• Set of tasks:
a) Translate this sentence from the article on Colma Veterans Village into Spanish: "Their advanced age is another barrier: Most WWII veterans are in their nineties."
b) Carry on the article about Colma Veterans Village, starting after its last line.

+++ Text segment

Posted on: November 13, 2019
“When America’s veterans return home, they continue to serve our country in new ways, bringing to the community the tremendous skills and character that their time in the service fostered… We owe them a debt of honor and it is our moral obligation to ensure they receive our support for as long as they live as proud veterans.”
COLMA, California – Veterans’ advocates, Filipino World War II veterans and other ex-U.S. soldiers in foreign wars are elated to hear of a new resource for those who have dedicated their lives to serving and protecting the United States.
Sixty-six soldiers can live in dignity, comfort and stability in what is Colma Veterans Village, an accessible community for veterans with low income in a brand-new building ensconced among eucalyptus trees and near bus stops, a BART station, restaurants and shopping centers.
Inaugurated last month after opening in August, the facility hosted its first commemoration of Veterans’ Day Nov. 8, the weekend prior to the federal holiday. The three-story building managed by national nonprofit Mercy Housing encourages socialization with a variety of communal spaces including a community garden.
A special feature is the pump building renovated into a social hall to promote fellowship.
Bataan Legacy Historical Society executive director Cecilia Gaerlan, who was unaware of the housing, expressed excitement when informed of it by INQUIRER.net.
“This is great news for veterans! They have made so much sacrifices for our country and we, who enjoy the freedom that they fought for, should support them especially during their time of need,” Gaerlan exclaimed.
She said further: “All veterans, regardless of the war they fought in, must be appreciated and looked after, especially those in the twilight of their years like our WWII Filipino veterans,” said the WWII veteran’s daughter who led efforts to successfully include the contributions of Filipino soldiers in the revised history curriculum framework for California public schools, a first in the United States.
Gaerlan wondered about the application process, as did community advocate MC Canlas.
Canlas, who is working with HUD to reduce homelessness in the City and County of San Francisco, said Filipino WWII veterans may face challenges qualifying for said or similar housing because their service is categorized differently. For the same reason, advocates continue to fight for but are unable to secure equitable benefits for the Filipinos who fought with the United States Army Forces in the Far East in the 1940s.
Their advanced age is another barrier: Most WWII veterans are in their nineties.
Current Veterans Village residents are between the ages of over 30 to past 60, formerly homeless, and mostly with service-related disabilities.
Some 20 of the facility’s units are as yet unoccupied, but applications for the wait list closed in March.
“They want to do a good job of screening the applicants,” noted Colma Mayor Joanne del Rosario, who presided over the event program. Priority was given to residents of San Mateo County with low income. “Rent is 30% of their income.”
Commemoration day could not have been more picturesque with the bright autumn sun gilding the courtyard of 1670 Mission Road as veterans from the Army, Navy, Air Force and Marines gathered to be recognized. They served in various engagements – from Vietnam to Afghanistan. A lone female served a decade with Personnel in the Navy.
None was Filipino. For now.

++++++
+++ Given material

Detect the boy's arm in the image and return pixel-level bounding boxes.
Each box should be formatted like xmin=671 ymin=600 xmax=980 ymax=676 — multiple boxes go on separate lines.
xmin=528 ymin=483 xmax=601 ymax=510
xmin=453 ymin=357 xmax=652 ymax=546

++++++

• The responses:
a) Su avanzada edad es otro obstáculo: la mayoría de los veteranos de la Segunda Guerra Mundial son nonagenarios.

b)
“I don’t want to cry, but I’m feeling so much emotion right now,” Ron, a veteran and resident, shared his gratitude to have a safe place to call home.
“When America’s veterans return home, they continue to serve our country in new ways, bringing to the community the tremendous skills and character that their time in the service fostered,” Del Rosario said at the program recognizing the veterans. “We owe them a debt of honor and it is our moral obligation to ensure they receive our support for as long as they live as proud veterans.”
Four of the five members of the City Council took turns describing the service and handing certificates to town residents who have served in the Unites States Armed Forces, whose names will be added to the town’s Veterans Plaque.
Colma’s leadership is understandably proud.
Brilliant Corners and the U.S. Department of Veterans Affairs provide wraparound services for residents who may avail themselves of health and wellness programs, recreational and education activities, referrals to primary, preventive and behavioral health care from providers onsite.
Some residents may have families live with them.
“Have you seen the apartments? I don’t think I’d ever lived anywhere as grand as those,” exclaimed Colma Vice Mayor John Irish Goodwin, a 27-year veteran law enforcement officer with the federal government.
Del Rosario was happy to have the housing opened during her term.
“Being a mom of a veteran myself, I couldn’t be prouder to be able to do this,” said the mother of Reg Sternberg, who served with the U.S. Navy. “There is a saying here in town — that it’s great to be alive in Colma — and we sincerely hope that to be true for all of you as you embark on a new chapter of your lives and many more new beginnings.”
She acknowledged Mercy Housing resident services manager Susan Canavan and coordinator Eric Duncan for seeing to residents’ needs. Funding from Craig Newmark Philanthropies helped purchase furniture and household supplies, and Mercy Housing, a nonprofit company (Employer ID 94-3081666) welcomes donations for basic necessities.
Check donations may be deductible and mailed to Veterans Village, 1670 Mission Road, Colma 94014. Other donations may be sent to Eric Duncan, Resident Services Coordinator at firstname.lastname@example.org or 415-218-7996.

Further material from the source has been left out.